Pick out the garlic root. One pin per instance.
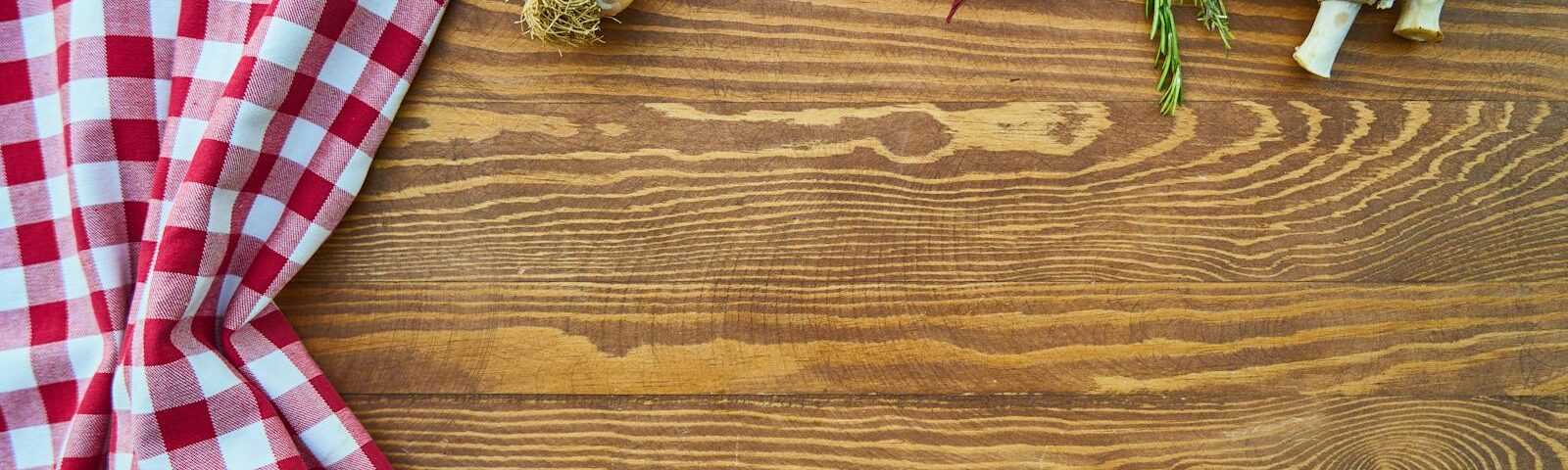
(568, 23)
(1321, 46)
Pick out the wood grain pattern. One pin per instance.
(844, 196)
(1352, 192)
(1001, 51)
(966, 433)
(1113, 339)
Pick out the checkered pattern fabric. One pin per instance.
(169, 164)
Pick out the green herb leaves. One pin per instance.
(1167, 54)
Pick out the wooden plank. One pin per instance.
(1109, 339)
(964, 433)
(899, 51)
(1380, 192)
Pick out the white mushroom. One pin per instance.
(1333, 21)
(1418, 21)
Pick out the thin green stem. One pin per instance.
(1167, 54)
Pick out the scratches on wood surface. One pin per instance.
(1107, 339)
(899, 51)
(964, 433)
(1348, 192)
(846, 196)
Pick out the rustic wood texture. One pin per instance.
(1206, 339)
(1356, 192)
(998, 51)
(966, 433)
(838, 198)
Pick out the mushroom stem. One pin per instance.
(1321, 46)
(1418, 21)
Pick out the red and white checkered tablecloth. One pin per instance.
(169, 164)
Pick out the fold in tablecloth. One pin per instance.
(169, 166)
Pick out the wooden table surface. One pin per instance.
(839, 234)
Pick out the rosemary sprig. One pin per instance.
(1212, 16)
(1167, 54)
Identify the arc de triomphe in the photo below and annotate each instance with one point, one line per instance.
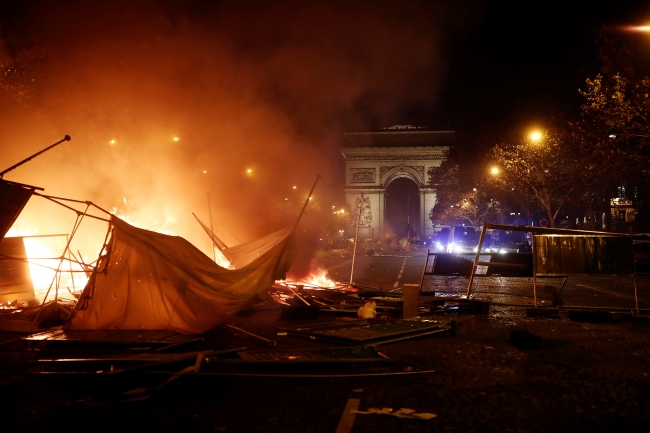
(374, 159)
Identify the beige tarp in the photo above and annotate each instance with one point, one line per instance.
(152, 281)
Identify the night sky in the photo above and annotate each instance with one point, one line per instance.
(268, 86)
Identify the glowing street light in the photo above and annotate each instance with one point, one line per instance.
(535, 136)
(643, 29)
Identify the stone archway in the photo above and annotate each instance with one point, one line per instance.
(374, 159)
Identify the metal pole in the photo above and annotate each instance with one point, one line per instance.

---

TASK DETAILS: Please rewrite everything from the line containing "Identify the night" down to the end of the data, copying the requests unchanged but scaling each coordinate in the answers by 1.45 and rounding to whole numbers, with halves rounded up. Give only those lines.

RESULT FOR THIS TASK:
Identify the night sky in the photo above and annotate each instance with one point, one line per instance.
(389, 125)
Identify the glowing street light in the photo above and annotate each instance with one point, one line per instance.
(776, 197)
(932, 42)
Identify the stone archway in the photo above and annotate each instance with one point, one line per instance.
(542, 231)
Identify the metal pole in the photo above and annotate each instance with one point, one line per instance.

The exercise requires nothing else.